- **Problema posto 1**
Ricopia senza modifiche il brano del messaggio sul blocco di emerge che comincia con "Ho 2 hd sata" e prosegue fino a "home in raid0 (striping)".
- **Problema posto 2**
In base al messaggio sul blocco di emerge, indica se ciascuna affermazione è vera o falsa. Rispondi sì o no e cita le parole decisive. (a) La partizione di boot è configurata in raid1. (b) Emerge si è bloccato durante l'installazione della nuova versione di perl. (c) I dischi collegati in raid sono due.

- **Testo da leggere**
Avevo lanciato un emerge world che mi stava aggiornando perl

Poi tutti bloccato

Nessun nuovo login permesso ed emerge bloccato nella disinstallazione di perl versione "vecchia"

Ho dovuto necessariamente resettare manualmente e l'avvio successivo mi ha dato tutto questo.

Ho 2 hd sata da 160 collegati in raid:

md0: partizione di boot in raid1 (mirroring)

md1: partizione di root in raid0 (striping)

md2: partizione home in raid0 (striping)

Immagino non ci sia + nulla da fare vero ?

Mi tocca piallare tutto e ripartire da zero, vero ?   :Crying or Very sad:   :Crying or Very sad:   :Crying or Very sad: 

Io per sicurezza chiedo a voi che siete + esperti, ache se non credo di avere + speranze   :Rolling Eyes: 

P.S.

spero almeno di non avere danni hw .....

- **Dati forniti**
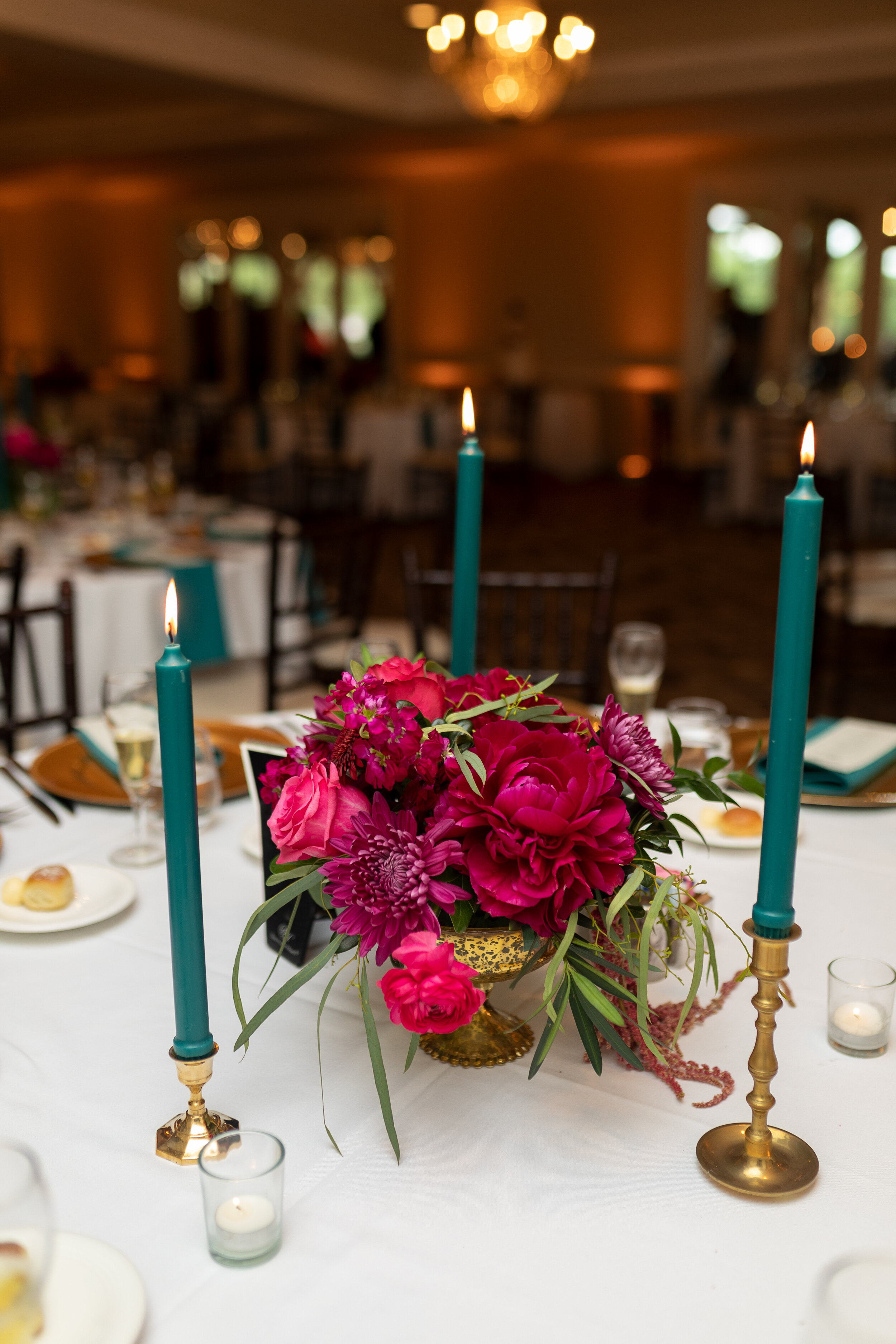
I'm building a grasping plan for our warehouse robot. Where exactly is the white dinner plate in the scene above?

- **Risposta al compito 1**
Ho 2 hd sata da 160 collegati in raid:

md0: partizione di boot in raid1 (mirroring)

md1: partizione di root in raid0 (striping)

md2: partizione home in raid0 (striping)

- **Risposta al compito 2**
(a) Sì: «md0: partizione di boot in raid1 (mirroring)».
(b) No: «emerge bloccato nella disinstallazione di perl versione "vecchia"».
(c) Sì: «Ho 2 hd sata da 160 collegati in raid».